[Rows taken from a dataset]
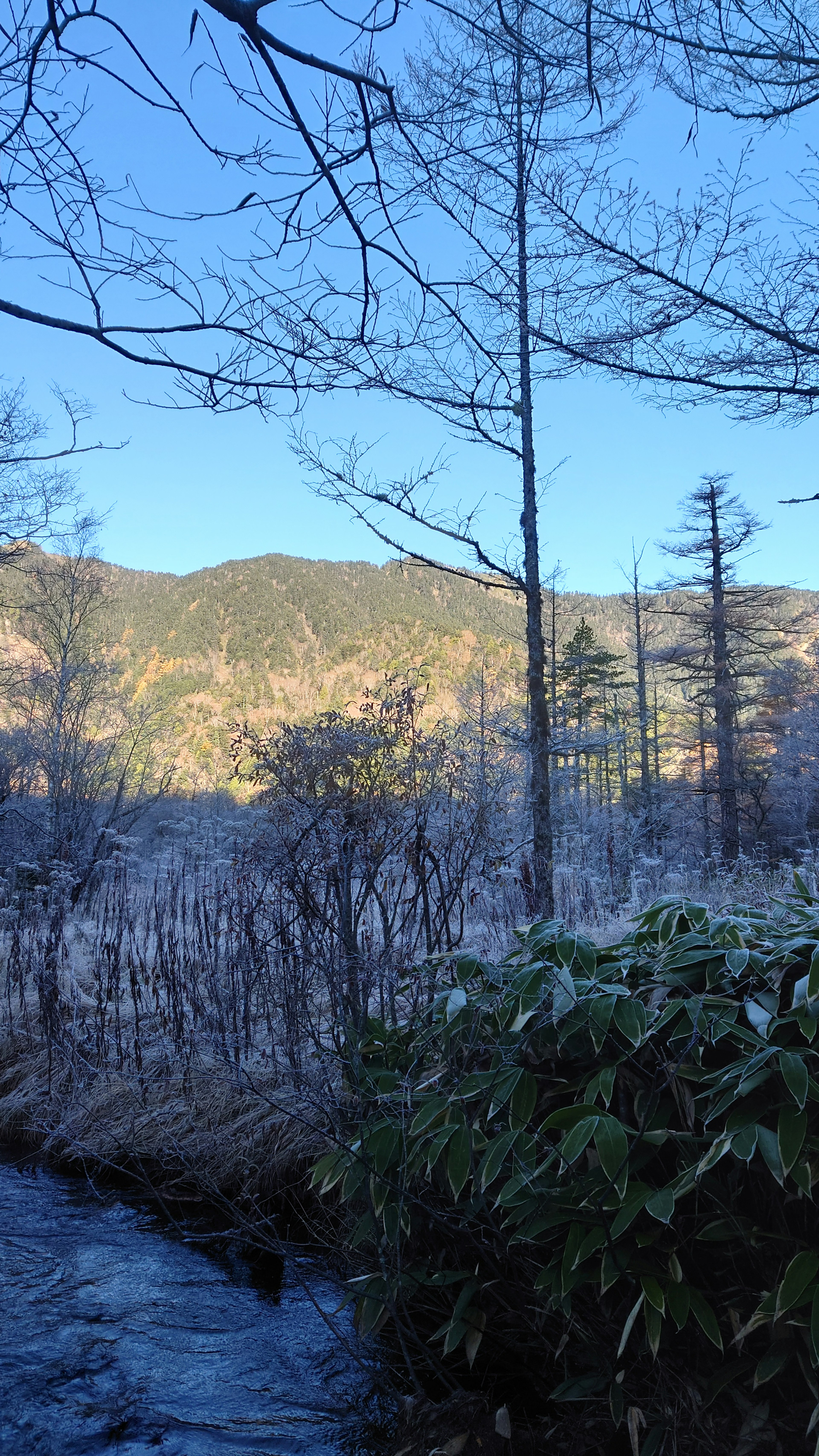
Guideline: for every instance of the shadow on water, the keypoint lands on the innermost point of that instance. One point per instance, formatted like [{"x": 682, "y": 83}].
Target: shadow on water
[{"x": 117, "y": 1336}]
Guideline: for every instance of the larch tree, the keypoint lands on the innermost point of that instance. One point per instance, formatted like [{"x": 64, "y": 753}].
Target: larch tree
[
  {"x": 483, "y": 124},
  {"x": 729, "y": 633}
]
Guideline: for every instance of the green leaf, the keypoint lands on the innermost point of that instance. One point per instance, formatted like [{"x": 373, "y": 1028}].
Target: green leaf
[
  {"x": 455, "y": 1002},
  {"x": 706, "y": 1318},
  {"x": 814, "y": 979},
  {"x": 428, "y": 1115},
  {"x": 771, "y": 1365},
  {"x": 566, "y": 947},
  {"x": 458, "y": 1158},
  {"x": 653, "y": 1327},
  {"x": 579, "y": 1388},
  {"x": 769, "y": 1147},
  {"x": 613, "y": 1151},
  {"x": 603, "y": 1008},
  {"x": 330, "y": 1170},
  {"x": 795, "y": 1074},
  {"x": 801, "y": 1174},
  {"x": 799, "y": 1275},
  {"x": 524, "y": 1098},
  {"x": 578, "y": 1139},
  {"x": 736, "y": 960},
  {"x": 629, "y": 1325},
  {"x": 495, "y": 1158},
  {"x": 569, "y": 1116},
  {"x": 744, "y": 1144},
  {"x": 588, "y": 956},
  {"x": 718, "y": 1149},
  {"x": 661, "y": 1205},
  {"x": 653, "y": 1292},
  {"x": 790, "y": 1136},
  {"x": 603, "y": 1084},
  {"x": 632, "y": 1206},
  {"x": 627, "y": 1020},
  {"x": 678, "y": 1299}
]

### [EXERCISE INSTRUCTIONS]
Reproduce every one of the records above verbatim, omitting the pictures from your copy.

### [OUTPUT FOR THIS EXERCISE]
Guideline: for every instance of the shadow on water, the keypoint lands on the innermost point of that instance. One point per instance, formatted like [{"x": 682, "y": 83}].
Target: shadow on water
[{"x": 117, "y": 1336}]
Guideline: for every instance of the larch tree, the keypoint lands on the innermost point of that instance. One point per instance, formatted like [{"x": 64, "y": 753}].
Target: larch tree
[
  {"x": 483, "y": 124},
  {"x": 729, "y": 633}
]
Guideline: for every instance of the green leaf, the keypoint lands on the innermost point of that instance. One point per instance, formatted like [{"x": 373, "y": 1028}].
Target: green leaf
[
  {"x": 455, "y": 1002},
  {"x": 706, "y": 1318},
  {"x": 814, "y": 979},
  {"x": 428, "y": 1115},
  {"x": 771, "y": 1365},
  {"x": 566, "y": 947},
  {"x": 458, "y": 1158},
  {"x": 653, "y": 1327},
  {"x": 579, "y": 1388},
  {"x": 769, "y": 1147},
  {"x": 613, "y": 1151},
  {"x": 603, "y": 1008},
  {"x": 330, "y": 1170},
  {"x": 795, "y": 1074},
  {"x": 801, "y": 1174},
  {"x": 799, "y": 1275},
  {"x": 524, "y": 1098},
  {"x": 578, "y": 1139},
  {"x": 736, "y": 960},
  {"x": 629, "y": 1325},
  {"x": 495, "y": 1158},
  {"x": 569, "y": 1116},
  {"x": 744, "y": 1144},
  {"x": 588, "y": 956},
  {"x": 718, "y": 1149},
  {"x": 661, "y": 1205},
  {"x": 653, "y": 1292},
  {"x": 790, "y": 1136},
  {"x": 603, "y": 1084},
  {"x": 632, "y": 1206},
  {"x": 627, "y": 1020},
  {"x": 678, "y": 1299}
]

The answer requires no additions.